▶ **Work required**: The data should be transcribed in its entirety, word for word.

Given records: Begin

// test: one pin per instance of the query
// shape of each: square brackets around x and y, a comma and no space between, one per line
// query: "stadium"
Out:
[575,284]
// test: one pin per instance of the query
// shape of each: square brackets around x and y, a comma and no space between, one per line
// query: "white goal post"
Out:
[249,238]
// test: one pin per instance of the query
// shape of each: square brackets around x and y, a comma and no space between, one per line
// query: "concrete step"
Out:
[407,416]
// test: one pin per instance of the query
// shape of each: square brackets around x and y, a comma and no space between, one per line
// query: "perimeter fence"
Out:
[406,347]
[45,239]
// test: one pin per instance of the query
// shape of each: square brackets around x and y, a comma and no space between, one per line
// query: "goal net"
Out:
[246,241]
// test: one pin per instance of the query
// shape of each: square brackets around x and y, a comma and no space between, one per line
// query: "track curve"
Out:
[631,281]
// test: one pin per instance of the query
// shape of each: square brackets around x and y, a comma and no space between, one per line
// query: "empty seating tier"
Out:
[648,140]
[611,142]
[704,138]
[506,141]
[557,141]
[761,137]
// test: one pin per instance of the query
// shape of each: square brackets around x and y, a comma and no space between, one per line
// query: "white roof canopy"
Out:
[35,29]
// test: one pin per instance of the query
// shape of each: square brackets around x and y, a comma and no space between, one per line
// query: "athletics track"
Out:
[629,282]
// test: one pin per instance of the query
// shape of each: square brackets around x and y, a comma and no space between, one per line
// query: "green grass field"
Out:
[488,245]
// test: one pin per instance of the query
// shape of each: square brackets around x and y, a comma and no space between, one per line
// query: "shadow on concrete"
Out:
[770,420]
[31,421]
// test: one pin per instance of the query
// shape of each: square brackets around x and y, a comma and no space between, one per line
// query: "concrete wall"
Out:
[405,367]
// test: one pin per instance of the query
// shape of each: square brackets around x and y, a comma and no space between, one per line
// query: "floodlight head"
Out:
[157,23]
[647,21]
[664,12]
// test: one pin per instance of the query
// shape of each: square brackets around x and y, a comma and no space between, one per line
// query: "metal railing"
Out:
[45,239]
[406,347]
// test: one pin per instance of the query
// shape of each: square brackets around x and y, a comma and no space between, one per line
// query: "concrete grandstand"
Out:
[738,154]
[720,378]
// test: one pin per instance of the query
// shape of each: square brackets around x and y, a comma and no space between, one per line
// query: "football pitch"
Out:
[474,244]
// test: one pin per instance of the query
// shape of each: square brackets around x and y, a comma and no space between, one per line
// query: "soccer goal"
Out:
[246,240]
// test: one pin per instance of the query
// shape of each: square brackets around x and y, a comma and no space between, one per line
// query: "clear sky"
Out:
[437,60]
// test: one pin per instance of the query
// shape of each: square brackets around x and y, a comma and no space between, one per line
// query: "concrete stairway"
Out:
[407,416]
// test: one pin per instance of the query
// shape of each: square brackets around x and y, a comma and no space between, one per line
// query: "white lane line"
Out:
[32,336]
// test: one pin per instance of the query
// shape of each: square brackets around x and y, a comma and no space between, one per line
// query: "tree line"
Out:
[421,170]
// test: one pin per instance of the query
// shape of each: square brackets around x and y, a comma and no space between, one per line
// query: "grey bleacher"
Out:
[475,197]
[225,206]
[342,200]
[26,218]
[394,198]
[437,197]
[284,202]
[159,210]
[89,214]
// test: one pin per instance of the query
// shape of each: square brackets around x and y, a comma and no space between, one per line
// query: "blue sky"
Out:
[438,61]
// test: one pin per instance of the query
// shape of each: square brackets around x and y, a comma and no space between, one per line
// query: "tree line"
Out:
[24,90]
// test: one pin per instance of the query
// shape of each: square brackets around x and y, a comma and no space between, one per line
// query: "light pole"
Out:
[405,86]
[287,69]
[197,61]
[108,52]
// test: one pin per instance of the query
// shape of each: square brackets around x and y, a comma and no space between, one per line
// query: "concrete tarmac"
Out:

Given records: End

▶ **Written solution**:
// test: one pin per instance of the query
// shape of each: square brackets around x and y, a comma and no space between, one per line
// query: "stadium"
Out:
[575,284]
// test: one pin per instance of the query
// shape of each: square brackets around x and y, a comma and no space between, one per line
// query: "white goal post"
Out:
[249,238]
// test: one pin per instance of the query
// shape of each: square brackets around x and y, a comma and no space between, one per line
// query: "concrete step"
Out:
[407,416]
// test: one pin per instance of the query
// shape of each: square brackets around x and y, a comma and no space between, one per line
// query: "perimeter fence"
Out:
[406,347]
[45,239]
// test: one pin per instance of the query
// shape of each: square brackets around x and y, a comma and no space between, one per line
// query: "goal net"
Out:
[246,241]
// test: one pin per instance of the query
// shape of each: square brackets around x and y, a comma and no space between, one per line
// query: "track curve"
Out:
[631,281]
// test: one pin per instance of the query
// shape of each: square brackets around x and y, a comma and no space between, one per line
// query: "empty seating tier"
Out:
[648,140]
[611,142]
[704,138]
[506,141]
[557,141]
[761,137]
// test: one pin per instance of the query
// shape of each: square brackets around x and y, a comma and no space between, one per line
// query: "white roof canopy"
Out:
[35,29]
// test: one pin per instance of the query
// shape of each: square brackets around x and y, a comma and no space between, one per line
// query: "athletics track"
Out:
[629,282]
// test: one pin per instance of the query
// shape of each: square brackets around x and y, a comma and no space between, one per line
// query: "green grass field"
Out:
[488,245]
// test: one pin per instance of the query
// shape of each: square brackets around x and y, a comma and no space between, one per line
// query: "shadow on concrete"
Out:
[770,420]
[31,421]
// test: one pin per instance of the query
// shape of each: square brackets around x and y, a comma and no space between, one per line
// query: "concrete wall"
Out:
[405,367]
// test: one pin per instance of the query
// shape of each: square brackets around x and y, a comma and no space between, one per line
// query: "floodlight head"
Out:
[157,23]
[647,21]
[664,12]
// test: one pin per instance of the query
// shape of each: square brackets around x and y, a comma and no space between, one per line
// query: "metal railing"
Out:
[45,239]
[406,347]
// test: one pin per instance of the query
// shape of each: square brackets around x and y, a comma and no space between, one per line
// query: "concrete grandstand"
Out:
[738,154]
[720,378]
// test: one pin per instance of the query
// shape of each: square brackets around x and y, a comma and no space between, one per line
// query: "football pitch"
Out:
[474,244]
// test: one pin per instance of the query
// shape of each: square brackets around x and y, a comma and no space between, one per line
// query: "soccer goal"
Out:
[246,240]
// test: one pin per instance of the query
// shape of each: square brackets around x and y, a comma and no space between, one per line
// query: "clear sky"
Out:
[437,60]
// test: one pin per instance of the query
// shape of each: square brackets around x and y, a comma and no space between, one per line
// query: "concrete stairway"
Out:
[407,416]
// test: one pin per instance of the query
// shape of each: square brackets around x and y, a comma and no space between, one per line
// query: "white lane line"
Out:
[32,336]
// test: one pin per instance of the query
// shape of each: square brackets around x and y, a comma and no space between, one per line
// query: "tree line"
Out:
[421,170]
// test: one pin per instance of the query
// shape of each: square brackets around x and y, a comma and no space between, one per line
// query: "grey bleacher"
Out:
[475,197]
[225,206]
[342,200]
[26,218]
[394,198]
[437,197]
[284,202]
[159,210]
[89,214]
// test: one pin per instance of the query
// shape of each: square brackets around x and y, a comma and no space between, one per line
// query: "blue sky"
Out:
[438,61]
// test: one pin per instance of the query
// shape of each: square brackets around x and y, a comma and no space between, one per line
// query: "tree line"
Out:
[24,90]
// test: one pin per instance of the query
// shape of each: square brackets around x and y, a comma and no space between, one per line
// query: "light pole"
Out:
[405,86]
[287,69]
[197,61]
[108,52]
// test: one pin per instance of the query
// shape of each: square brackets around x and y, a comma and no space between, one per line
// query: "concrete tarmac"
Out:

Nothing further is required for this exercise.